START

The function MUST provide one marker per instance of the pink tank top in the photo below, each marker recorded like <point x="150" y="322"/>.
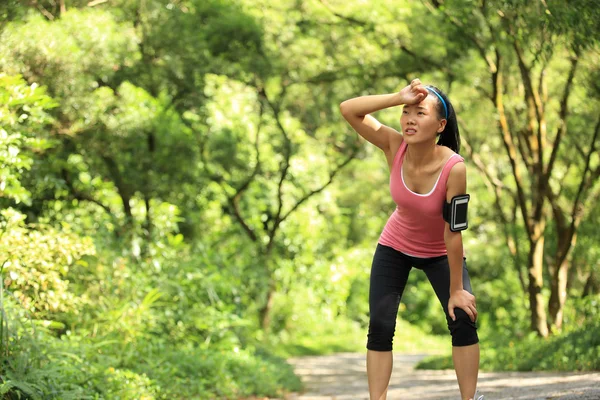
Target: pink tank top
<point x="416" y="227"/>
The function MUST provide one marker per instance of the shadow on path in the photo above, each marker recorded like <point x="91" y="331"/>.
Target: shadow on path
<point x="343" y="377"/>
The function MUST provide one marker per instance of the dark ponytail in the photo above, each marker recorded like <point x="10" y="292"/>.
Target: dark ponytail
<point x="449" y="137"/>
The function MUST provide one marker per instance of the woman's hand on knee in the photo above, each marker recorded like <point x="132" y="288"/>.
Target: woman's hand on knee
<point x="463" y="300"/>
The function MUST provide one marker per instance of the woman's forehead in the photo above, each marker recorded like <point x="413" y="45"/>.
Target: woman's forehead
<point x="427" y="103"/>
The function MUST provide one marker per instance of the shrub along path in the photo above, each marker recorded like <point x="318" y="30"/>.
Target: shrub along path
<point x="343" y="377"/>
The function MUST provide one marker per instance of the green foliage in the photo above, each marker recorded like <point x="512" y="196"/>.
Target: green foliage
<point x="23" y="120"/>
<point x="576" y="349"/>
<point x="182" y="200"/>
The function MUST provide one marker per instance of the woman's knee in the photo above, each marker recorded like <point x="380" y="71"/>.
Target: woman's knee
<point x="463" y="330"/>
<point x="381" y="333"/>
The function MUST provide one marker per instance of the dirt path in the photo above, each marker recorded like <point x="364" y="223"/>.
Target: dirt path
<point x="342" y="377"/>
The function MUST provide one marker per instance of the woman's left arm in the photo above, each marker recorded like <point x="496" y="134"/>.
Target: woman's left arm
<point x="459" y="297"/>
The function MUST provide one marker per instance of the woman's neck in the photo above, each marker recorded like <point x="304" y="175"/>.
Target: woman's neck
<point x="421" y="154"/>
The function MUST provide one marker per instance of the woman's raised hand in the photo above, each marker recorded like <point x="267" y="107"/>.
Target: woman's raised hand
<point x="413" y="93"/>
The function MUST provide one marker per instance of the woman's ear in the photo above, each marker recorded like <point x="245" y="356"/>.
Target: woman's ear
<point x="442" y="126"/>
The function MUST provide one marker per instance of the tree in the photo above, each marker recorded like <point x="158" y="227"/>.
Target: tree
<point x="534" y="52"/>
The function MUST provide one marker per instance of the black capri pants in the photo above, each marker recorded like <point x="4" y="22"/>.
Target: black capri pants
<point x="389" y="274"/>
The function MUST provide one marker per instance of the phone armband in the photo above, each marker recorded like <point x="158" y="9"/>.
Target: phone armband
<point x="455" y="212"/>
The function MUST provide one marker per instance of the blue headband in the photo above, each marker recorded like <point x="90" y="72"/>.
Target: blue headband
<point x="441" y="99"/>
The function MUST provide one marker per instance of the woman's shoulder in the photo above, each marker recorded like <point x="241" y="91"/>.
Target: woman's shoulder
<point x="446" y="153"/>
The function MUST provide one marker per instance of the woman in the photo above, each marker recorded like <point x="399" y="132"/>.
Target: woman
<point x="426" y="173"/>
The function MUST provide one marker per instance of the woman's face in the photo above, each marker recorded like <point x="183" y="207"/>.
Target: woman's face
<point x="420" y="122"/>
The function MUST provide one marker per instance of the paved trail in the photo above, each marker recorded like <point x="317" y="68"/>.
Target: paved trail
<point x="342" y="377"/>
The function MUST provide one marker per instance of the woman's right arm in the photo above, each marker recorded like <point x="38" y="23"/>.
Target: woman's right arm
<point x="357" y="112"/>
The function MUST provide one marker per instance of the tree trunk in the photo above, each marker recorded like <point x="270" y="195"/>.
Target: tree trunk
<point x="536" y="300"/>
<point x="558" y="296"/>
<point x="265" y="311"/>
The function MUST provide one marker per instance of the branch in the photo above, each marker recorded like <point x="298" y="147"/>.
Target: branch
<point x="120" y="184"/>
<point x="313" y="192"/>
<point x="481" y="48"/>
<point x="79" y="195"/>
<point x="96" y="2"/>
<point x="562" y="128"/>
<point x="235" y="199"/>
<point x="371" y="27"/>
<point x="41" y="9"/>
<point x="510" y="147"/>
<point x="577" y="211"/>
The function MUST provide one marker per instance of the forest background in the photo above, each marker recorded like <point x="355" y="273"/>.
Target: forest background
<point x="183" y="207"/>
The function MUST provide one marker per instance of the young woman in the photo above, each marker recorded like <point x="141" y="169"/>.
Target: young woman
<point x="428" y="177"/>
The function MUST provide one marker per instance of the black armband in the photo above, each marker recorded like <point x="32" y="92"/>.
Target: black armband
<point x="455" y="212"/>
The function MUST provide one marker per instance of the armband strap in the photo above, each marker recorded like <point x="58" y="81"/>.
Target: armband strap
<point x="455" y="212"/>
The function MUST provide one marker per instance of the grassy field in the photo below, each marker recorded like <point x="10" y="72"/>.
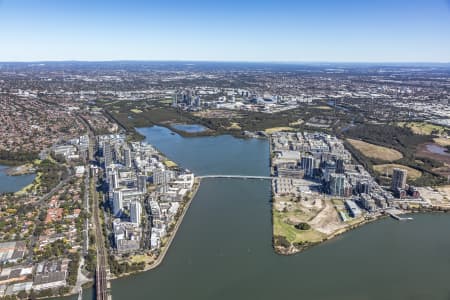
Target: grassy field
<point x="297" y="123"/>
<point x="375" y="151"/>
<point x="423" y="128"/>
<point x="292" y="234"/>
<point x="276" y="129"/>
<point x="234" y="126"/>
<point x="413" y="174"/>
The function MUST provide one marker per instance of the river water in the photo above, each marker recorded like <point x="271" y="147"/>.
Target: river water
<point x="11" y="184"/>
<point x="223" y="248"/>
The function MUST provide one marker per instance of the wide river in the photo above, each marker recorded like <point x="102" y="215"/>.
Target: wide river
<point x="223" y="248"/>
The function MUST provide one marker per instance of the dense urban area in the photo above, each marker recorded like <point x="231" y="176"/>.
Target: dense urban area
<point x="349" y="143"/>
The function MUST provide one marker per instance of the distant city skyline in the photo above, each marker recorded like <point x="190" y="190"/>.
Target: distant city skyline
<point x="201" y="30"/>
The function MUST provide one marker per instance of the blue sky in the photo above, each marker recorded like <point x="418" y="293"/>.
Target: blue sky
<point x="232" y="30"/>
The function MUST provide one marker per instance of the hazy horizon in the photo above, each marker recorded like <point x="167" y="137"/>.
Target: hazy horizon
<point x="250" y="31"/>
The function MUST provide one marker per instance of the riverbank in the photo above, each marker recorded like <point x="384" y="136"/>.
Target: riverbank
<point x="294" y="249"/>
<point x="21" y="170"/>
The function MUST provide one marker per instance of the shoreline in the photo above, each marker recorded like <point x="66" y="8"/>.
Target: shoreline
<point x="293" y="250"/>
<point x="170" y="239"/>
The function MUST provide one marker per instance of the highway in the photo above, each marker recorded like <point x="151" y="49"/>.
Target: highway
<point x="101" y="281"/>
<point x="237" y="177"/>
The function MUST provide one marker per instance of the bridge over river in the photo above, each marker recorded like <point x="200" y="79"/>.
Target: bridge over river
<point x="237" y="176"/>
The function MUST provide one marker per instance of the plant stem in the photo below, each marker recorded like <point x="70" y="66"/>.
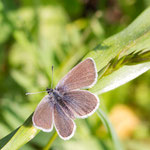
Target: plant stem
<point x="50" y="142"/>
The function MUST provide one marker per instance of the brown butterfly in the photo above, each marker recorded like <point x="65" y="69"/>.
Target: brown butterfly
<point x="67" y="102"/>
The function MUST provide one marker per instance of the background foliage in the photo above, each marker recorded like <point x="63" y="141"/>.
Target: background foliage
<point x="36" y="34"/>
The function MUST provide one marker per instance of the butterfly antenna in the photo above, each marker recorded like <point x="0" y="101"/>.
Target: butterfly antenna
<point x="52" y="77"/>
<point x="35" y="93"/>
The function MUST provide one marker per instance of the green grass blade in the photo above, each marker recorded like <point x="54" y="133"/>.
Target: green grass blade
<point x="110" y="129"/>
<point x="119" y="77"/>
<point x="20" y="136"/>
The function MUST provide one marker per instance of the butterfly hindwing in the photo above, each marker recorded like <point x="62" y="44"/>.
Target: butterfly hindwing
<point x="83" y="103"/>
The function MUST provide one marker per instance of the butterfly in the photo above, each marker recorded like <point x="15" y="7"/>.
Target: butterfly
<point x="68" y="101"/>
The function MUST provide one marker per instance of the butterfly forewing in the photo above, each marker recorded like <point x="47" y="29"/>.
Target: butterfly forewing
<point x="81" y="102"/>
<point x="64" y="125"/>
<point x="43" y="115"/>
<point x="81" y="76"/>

END

Give back the lines of the listing from the one with "the butterfly hindwing" through the end, both included, exactly as written and with nothing added.

### Answer to this exercise:
The function MUST provide one marker per instance of the butterfly hindwing in the photo above, each marker recorded like <point x="62" y="44"/>.
Target: butterfly hindwing
<point x="83" y="103"/>
The function MUST provide one marker per instance of the butterfly in the photo above, each marker recorded like <point x="15" y="7"/>.
Target: butterfly
<point x="68" y="101"/>
The function MUST provide one marker per instance of the butterfly forewing in the photo above, each marker recorded like <point x="47" y="29"/>.
Target: butterfly forewing
<point x="81" y="102"/>
<point x="64" y="125"/>
<point x="43" y="115"/>
<point x="81" y="76"/>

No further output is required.